## begin LISTING

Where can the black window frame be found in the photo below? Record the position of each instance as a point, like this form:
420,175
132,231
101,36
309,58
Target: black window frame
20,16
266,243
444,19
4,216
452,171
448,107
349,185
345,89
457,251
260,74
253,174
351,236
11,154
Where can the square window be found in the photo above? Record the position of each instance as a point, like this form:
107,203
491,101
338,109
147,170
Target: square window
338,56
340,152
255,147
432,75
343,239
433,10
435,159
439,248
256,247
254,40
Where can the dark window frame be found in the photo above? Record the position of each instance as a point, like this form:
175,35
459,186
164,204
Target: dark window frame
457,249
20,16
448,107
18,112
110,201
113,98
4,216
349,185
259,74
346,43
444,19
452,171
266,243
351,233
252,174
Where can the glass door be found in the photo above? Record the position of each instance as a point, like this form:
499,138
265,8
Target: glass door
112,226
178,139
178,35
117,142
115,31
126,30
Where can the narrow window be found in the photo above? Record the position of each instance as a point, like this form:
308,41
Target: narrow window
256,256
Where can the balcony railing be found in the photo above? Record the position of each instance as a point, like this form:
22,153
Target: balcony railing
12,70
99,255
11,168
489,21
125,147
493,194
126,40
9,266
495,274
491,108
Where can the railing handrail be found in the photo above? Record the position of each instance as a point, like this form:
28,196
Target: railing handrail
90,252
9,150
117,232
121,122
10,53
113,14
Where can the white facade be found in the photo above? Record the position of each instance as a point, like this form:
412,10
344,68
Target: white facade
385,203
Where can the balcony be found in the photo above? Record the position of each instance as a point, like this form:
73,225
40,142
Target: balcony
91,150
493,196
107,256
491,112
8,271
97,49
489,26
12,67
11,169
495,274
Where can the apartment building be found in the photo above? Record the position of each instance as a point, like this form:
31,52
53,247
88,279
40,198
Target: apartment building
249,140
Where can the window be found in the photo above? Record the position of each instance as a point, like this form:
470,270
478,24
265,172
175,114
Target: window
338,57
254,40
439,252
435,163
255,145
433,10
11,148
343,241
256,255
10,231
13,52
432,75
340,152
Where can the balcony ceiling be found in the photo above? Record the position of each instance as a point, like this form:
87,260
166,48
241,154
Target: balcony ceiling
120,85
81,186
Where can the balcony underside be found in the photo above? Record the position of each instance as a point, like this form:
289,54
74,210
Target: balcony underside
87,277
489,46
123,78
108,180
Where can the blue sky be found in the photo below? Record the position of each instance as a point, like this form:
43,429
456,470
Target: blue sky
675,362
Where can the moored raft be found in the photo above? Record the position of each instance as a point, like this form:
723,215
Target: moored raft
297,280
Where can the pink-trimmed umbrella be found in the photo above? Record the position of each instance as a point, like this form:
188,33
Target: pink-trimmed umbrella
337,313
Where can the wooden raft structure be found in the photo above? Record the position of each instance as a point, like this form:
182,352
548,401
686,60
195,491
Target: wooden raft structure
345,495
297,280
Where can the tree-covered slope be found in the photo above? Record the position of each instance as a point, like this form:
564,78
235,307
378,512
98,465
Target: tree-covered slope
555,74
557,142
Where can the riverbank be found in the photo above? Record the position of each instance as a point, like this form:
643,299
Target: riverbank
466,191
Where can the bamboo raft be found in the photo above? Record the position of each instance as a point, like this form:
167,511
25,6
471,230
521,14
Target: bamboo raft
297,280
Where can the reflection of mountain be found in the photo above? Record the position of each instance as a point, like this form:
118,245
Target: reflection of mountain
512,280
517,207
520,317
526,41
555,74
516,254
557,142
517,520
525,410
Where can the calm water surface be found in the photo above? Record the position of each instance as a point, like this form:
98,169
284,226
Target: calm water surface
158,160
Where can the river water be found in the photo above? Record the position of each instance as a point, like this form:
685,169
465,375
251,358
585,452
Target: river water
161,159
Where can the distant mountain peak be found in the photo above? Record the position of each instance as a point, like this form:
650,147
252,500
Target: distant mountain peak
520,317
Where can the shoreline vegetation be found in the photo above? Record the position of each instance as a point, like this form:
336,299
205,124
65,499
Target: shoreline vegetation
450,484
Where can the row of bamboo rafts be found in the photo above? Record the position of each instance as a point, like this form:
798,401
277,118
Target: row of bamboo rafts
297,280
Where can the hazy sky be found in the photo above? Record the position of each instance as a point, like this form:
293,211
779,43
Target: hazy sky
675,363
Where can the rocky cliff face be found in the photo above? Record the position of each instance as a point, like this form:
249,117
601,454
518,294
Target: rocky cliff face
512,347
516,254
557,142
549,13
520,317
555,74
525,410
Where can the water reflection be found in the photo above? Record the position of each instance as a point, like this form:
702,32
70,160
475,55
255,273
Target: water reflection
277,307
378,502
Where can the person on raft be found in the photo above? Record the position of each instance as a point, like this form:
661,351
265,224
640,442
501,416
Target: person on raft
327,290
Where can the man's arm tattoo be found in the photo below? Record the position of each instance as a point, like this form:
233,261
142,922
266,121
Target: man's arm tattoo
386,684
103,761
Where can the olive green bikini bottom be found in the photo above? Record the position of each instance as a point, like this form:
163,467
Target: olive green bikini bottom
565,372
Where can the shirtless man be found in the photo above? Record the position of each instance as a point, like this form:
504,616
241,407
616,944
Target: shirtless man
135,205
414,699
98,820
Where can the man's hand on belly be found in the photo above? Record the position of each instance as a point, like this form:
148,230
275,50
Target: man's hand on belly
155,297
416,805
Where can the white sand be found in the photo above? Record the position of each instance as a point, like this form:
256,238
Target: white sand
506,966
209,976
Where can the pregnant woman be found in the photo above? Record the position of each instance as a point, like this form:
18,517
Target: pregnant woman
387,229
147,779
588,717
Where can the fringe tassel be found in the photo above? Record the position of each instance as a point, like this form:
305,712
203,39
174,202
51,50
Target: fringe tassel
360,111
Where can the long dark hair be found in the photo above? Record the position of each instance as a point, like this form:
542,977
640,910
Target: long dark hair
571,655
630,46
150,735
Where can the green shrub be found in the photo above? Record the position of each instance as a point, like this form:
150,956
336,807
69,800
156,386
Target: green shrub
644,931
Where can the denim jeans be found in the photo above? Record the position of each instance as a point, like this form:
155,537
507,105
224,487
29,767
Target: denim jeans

## end LISTING

• _DIRECTIONS_: Write down every line of the data exactly as it appears above.

• _ANSWER FOR THE TASK_:
Where can the black window frame be found in the photo below? Record the position of each instance as a point, like this form:
420,175
132,231
101,36
309,58
Target: black window frame
20,16
266,243
444,19
4,216
452,171
448,107
349,185
345,89
457,251
260,74
253,174
351,236
11,154
Where can the square window be found in the photo above? Record the position of each instance as a point, like this form:
107,203
491,101
338,109
147,170
Target: square window
338,56
340,152
255,147
432,75
343,239
433,10
435,159
439,248
256,247
254,40
Where can the dark window frame be found in the photo above? Record the position of each instance as a point, like this form:
175,35
459,186
164,204
Target: dark window frame
457,249
20,16
448,107
18,112
110,201
113,98
4,216
349,185
259,74
346,43
444,19
452,171
266,243
351,233
252,174
Where can the glass door be found in the photo above? Record the position of each instance as a point, like this form:
499,138
265,8
Target: glass door
112,226
178,139
178,35
117,142
115,31
126,30
Where can the narrow window be found in the photo above? Record the position of each instance as a point, like this form:
308,41
Target: narrow window
256,256
Where can the balcony railing be found in the photo above? Record the position of each instance as a point, like this form:
22,153
Target: balcony railing
12,70
99,255
11,168
489,21
125,147
493,194
126,40
9,266
495,274
491,108
Where can the railing handrail be found in the photo above? Record the position of each instance as a point, like this form:
28,196
Target: railing handrail
90,252
9,150
117,232
121,122
10,53
113,14
Where can the white facade be found in the photo above? Record the position of each instance as a point, like this form:
412,10
344,68
Target: white facade
385,203
Where can the balcony be found in the photo above? Record the position of each instance as a point, like this form:
73,225
40,142
Target: balcony
91,150
493,196
107,256
491,112
8,271
97,49
489,26
12,67
11,169
495,274
Where can the apartment building be found in the photo above? Record the position of each instance as a point, like this form:
31,52
53,247
88,279
40,198
Target: apartment building
249,140
Where can the window be found in the photo above? Record the position of each instance as a point, like this form:
470,270
478,24
265,172
175,114
Target: window
338,57
254,40
439,252
435,163
255,145
433,10
11,148
343,241
256,255
10,231
13,52
432,75
340,152
Where can the balcony ceiling be found in the photo above? Record the position of each instance as a point, like this form:
87,260
166,48
241,154
Target: balcony ceiling
120,85
81,186
Where can the balcony underside be found in the photo above? Record the position of each instance as a point, like this form:
289,54
74,210
Target: balcony underside
87,277
489,46
123,78
108,180
Where can the blue sky be found in the photo below? Record the position of each instance as a point, like this form:
43,429
456,470
Target: blue sky
675,362
Where can the moored raft be found in the photo above? Record the position of each instance as a point, like this form:
723,215
Target: moored raft
297,280
Where can the pink-trimmed umbrella be found in the photo above? Record the position of each instance as a point, like this form:
188,33
Target: pink-trimmed umbrella
337,313
Where can the wooden raft structure be found in the photo above? Record the position of each instance as a point, like this form:
182,352
548,401
686,60
195,491
Target: wooden raft structure
345,495
297,280
Where can the tree-covered slope be found in the photo above? Record the position of each instance as a point, like this form:
564,78
235,307
378,512
98,465
Target: tree-covered slope
555,74
557,142
Where can the riverbank be found in the photo above? Record the position of each instance as a point, like this form:
643,299
Target: riverbank
466,191
Where can the bamboo raft be found in the photo above? Record the position of each instance as a point, like this form:
167,511
25,6
471,230
521,14
Target: bamboo raft
297,280
Where can the reflection of mountain be found in the photo above? Record the position of each instance as a point, like this form:
118,245
Target: reflection of mountain
512,280
517,207
520,317
526,41
555,74
516,254
557,142
517,520
525,410
Where can the calm water surface be found in the photo above? Record the position of each instance as a point, like this form:
98,169
284,226
Target: calm water surface
158,160
Where can the river water be found in the photo above? Record the position of each instance as a point, like this form:
685,169
465,375
251,358
585,452
Target: river water
161,159
Where can the distant mountain peak be found in the photo above? Record the position of each instance as a point, like this form:
650,147
252,500
Target: distant mountain peak
520,317
Where can the shoreline vegetation be found in the photo above? Record the position of each instance as a point, like this form:
336,299
205,124
65,499
Target: shoreline vegetation
450,484
Where can the row of bamboo rafts be found in the photo above? Record the position of each instance as a point, like this form:
798,401
277,118
Target: row of bamboo rafts
297,280
Where can the hazy sky be found in the photo above? Record the position of each instance as a point, like this form:
293,211
779,43
Target: hazy sky
675,363
Where can the rocky cliff face be found in the photo above? Record the position of each instance as a point, like this form:
249,117
601,454
518,294
Target: rocky cliff face
512,347
516,254
557,142
549,13
520,317
555,74
525,410
Where can the water reflection be found in the photo above? Record the position of each instance as a point, like this form:
702,32
70,160
475,55
255,273
Target: water reflection
277,307
378,502
Where can the person on raft be found in the photo above? Record the position of each instance as a point, like this form:
661,351
265,224
640,442
501,416
Target: person on raft
327,290
Where can the man's arm tattoo be found in the photo below? Record the position of each instance as a point, like this form:
233,261
142,922
266,121
Target: man's arm tattoo
386,684
103,761
Where can the olive green bikini bottom be found in the photo above? Record the position of each instance as a point, like this form:
163,467
Target: olive green bikini bottom
565,372
Where can the shirtless man be found in the photo above? Record the position of each instance as a point, like this form:
504,616
241,407
616,944
Target: shirtless man
135,205
414,699
98,820
Where can the man's hand on belly be found in the photo above? Record the position of each instance as a point, like this form:
148,230
275,50
Target: man's hand on belly
155,297
416,805
Where can the white sand be found in the photo above? Record the position of each instance as a point, like this form:
256,238
Target: white sand
506,966
209,976
Where can the pregnant woman be found in the photo above? Record the position of each instance as a point, like this form:
18,517
Target: pregnant woman
387,229
147,779
588,717
Where can the fringe tassel be found in the photo above? Record the position of each instance as a point, like this form:
305,712
203,39
174,202
51,50
Target: fringe tassel
360,111
Where can the long dark hair be found in the photo above? Record the position of each instance as a point, like this form:
542,977
640,910
Target: long dark hair
571,655
630,46
150,735
Where can the green shrub be found in the photo above? Record the position of each instance as a point, like this form:
150,956
336,807
69,800
156,386
Target: green shrub
644,931
Where can the denim jeans be found in the photo above? Record the position of each instance as a point, like this form:
155,537
507,105
224,487
29,767
Target: denim jeans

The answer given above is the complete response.